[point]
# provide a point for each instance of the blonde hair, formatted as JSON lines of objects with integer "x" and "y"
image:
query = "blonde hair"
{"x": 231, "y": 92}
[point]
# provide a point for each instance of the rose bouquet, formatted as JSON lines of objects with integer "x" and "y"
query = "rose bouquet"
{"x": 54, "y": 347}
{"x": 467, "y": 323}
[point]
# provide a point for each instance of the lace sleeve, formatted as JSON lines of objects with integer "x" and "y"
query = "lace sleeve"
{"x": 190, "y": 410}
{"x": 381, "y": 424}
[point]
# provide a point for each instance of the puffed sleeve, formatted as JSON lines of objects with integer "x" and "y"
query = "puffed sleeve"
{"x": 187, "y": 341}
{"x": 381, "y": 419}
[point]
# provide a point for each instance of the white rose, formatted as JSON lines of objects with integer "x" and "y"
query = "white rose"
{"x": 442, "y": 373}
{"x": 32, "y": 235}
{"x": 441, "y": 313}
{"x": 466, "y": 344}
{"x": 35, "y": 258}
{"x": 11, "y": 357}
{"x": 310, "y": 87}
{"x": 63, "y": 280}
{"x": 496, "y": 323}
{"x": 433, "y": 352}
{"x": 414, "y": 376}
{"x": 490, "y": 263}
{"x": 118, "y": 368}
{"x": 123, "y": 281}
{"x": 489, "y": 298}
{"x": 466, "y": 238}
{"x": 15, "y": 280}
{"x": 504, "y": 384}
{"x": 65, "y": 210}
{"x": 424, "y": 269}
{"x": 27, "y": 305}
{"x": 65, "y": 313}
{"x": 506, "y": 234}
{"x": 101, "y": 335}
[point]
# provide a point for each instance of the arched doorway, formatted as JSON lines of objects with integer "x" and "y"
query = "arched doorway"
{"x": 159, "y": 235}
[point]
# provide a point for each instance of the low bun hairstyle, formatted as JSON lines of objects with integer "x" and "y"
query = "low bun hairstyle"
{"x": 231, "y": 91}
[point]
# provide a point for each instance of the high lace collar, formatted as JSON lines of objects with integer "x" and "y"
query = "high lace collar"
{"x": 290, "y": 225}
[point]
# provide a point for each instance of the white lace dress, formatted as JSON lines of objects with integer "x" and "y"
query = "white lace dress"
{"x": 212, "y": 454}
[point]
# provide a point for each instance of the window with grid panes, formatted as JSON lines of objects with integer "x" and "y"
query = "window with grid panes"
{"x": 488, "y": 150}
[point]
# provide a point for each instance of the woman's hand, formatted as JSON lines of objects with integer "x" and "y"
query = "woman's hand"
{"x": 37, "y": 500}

#####

The response should be an exact copy of the lines from the one with "# provide a point for each instance of the woman's" through the end of the data, with no other text.

# provide a point for each instance of the woman's hand, formatted as JSON lines of objects with integer "x" and "y"
query = "woman's hand"
{"x": 37, "y": 500}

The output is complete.